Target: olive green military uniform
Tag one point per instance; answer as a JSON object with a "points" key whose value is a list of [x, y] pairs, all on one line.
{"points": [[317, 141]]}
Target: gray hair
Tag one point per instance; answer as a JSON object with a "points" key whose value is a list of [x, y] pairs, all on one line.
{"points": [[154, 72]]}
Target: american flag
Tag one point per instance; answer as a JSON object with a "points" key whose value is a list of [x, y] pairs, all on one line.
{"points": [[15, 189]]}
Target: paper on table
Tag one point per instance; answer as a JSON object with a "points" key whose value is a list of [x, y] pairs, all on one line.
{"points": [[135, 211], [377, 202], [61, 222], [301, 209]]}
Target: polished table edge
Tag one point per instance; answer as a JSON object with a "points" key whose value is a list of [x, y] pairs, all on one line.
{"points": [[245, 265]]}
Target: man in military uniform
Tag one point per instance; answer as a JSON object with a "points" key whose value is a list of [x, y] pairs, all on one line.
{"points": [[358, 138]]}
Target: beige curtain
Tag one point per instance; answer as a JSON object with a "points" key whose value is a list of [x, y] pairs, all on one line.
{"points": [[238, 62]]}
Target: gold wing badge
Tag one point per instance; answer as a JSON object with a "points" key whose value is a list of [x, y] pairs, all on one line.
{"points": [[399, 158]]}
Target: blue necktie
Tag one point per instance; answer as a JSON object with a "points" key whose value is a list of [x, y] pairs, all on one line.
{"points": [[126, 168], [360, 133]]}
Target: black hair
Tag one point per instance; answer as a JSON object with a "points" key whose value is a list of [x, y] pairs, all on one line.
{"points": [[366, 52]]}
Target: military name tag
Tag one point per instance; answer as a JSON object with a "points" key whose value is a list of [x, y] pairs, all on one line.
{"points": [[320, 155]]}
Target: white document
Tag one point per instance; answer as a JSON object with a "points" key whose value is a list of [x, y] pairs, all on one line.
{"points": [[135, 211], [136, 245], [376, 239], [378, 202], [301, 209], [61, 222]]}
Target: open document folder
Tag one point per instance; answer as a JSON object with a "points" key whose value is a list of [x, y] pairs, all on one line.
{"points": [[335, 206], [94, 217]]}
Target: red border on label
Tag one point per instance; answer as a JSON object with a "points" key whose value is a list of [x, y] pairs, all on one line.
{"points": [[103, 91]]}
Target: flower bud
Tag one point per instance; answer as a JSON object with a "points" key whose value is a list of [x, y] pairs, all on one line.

----------

## Goal
Can you rewrite all the rows above, changing each "military uniform" to "army uniform" and leaving everything else as it is?

## Task response
Target: olive green army uniform
Tag one point per instance; answer as a JSON object with a "points" key whose value is a list of [x, y] pairs, all on one line.
{"points": [[317, 141]]}
Target: gray hair
Tag one point per instance; answer as a JSON object with a "points" key whose value is a list of [x, y] pairs, all on one line.
{"points": [[154, 72]]}
Target: american flag
Tag one point per instance; answer as a JSON object with a "points" key whose value is a list of [x, y] pairs, all on one line.
{"points": [[15, 189]]}
Target: paper on table
Tag one point per instance; answer as a JSON object with a "points" key whose value is a list of [x, y] pairs, all on one line.
{"points": [[135, 211], [377, 202], [61, 222], [301, 209]]}
Target: polished table edge
Tag one point per instance; answer as a JSON object with a "points" key whose value is a list of [x, y] pairs, all on one line.
{"points": [[245, 265]]}
Target: man in army uniform
Tag one point per instance; answer as a JSON object with a "points" key whose value is a list of [x, y] pairs, all on one line.
{"points": [[358, 138]]}
Target: beige curtain
Tag one point per instance; answer as a JSON object with a "points" key whose value is a list of [x, y] pairs, all on one line.
{"points": [[238, 62]]}
Target: gold wing badge
Tag one point per instance; answer as a JSON object with a "points" key whose value is a list of [x, y] pairs, all on one line.
{"points": [[399, 158]]}
Target: blue necktie
Tag one point per instance; answer as a JSON object with a "points" key whose value is a list of [x, y] pairs, all on one line.
{"points": [[126, 168], [360, 133]]}
Target: black hair
Tag one point per instance; answer as a JSON object with a "points" key whose value is a list of [x, y] pairs, all on one line.
{"points": [[366, 52]]}
Target: military name tag
Tag one point per instance; answer as a JSON object with a "points" key whose value is a list of [x, y] pairs, all on one line.
{"points": [[320, 155]]}
Target: white document
Tag one point per instance; answer as a JSON object with a "points" key whose value is a list of [x, y] pairs, all on one line.
{"points": [[135, 211], [136, 245], [376, 239], [378, 202], [301, 209], [61, 222]]}
Target: open document folder
Tag one point per instance; answer as a JSON object with a "points" key whose value is a list of [x, y] pairs, all on one line.
{"points": [[335, 206], [94, 217]]}
Target: red border on label
Tag one point per instance; answer as a JSON object with a "points" key whose value is a list of [x, y] pairs, all on one line.
{"points": [[103, 91]]}
Target: flower bud
Tag one point per instance; answer as a JSON object with a "points" key whose value is a list of [x, y] pairs, all on one line.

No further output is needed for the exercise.